● What is being asked: Transcribe exactly, leaving out pictures, the lines from the one that holds "Where can you see the suit lapel" through the end of the data below, including both end lines and no others.

(Stored data entries)
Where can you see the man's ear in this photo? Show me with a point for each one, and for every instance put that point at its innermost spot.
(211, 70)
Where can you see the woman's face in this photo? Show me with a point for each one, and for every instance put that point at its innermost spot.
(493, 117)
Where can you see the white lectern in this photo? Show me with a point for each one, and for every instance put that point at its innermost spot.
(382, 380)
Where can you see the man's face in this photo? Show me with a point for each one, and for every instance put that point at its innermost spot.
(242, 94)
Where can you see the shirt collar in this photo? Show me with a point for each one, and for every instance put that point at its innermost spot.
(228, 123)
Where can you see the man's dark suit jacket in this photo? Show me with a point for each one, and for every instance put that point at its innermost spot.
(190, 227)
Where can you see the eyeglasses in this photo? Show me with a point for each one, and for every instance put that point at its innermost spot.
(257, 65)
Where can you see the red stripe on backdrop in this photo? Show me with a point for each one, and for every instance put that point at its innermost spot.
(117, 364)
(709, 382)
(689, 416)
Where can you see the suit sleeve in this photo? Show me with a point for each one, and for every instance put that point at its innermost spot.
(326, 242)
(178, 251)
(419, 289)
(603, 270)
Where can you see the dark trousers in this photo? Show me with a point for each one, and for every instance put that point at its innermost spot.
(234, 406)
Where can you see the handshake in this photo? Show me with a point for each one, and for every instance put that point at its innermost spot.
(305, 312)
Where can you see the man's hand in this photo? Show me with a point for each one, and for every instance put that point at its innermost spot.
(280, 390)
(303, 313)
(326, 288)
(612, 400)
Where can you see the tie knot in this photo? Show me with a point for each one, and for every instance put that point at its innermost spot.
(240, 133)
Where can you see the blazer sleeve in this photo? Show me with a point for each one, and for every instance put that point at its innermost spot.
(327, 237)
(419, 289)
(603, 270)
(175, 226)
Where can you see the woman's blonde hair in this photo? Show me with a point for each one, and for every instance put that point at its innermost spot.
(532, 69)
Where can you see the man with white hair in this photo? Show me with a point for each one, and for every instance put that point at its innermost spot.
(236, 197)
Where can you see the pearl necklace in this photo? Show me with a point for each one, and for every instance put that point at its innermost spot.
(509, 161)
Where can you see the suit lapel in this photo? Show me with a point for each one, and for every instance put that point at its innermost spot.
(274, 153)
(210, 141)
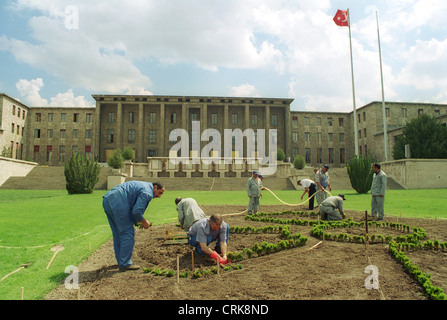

● Answer for this exercise:
Where can you see the suit lapel in this photo? Show me with a point for each one, and for every instance put that point at its innermost spot.
(274, 153)
(210, 141)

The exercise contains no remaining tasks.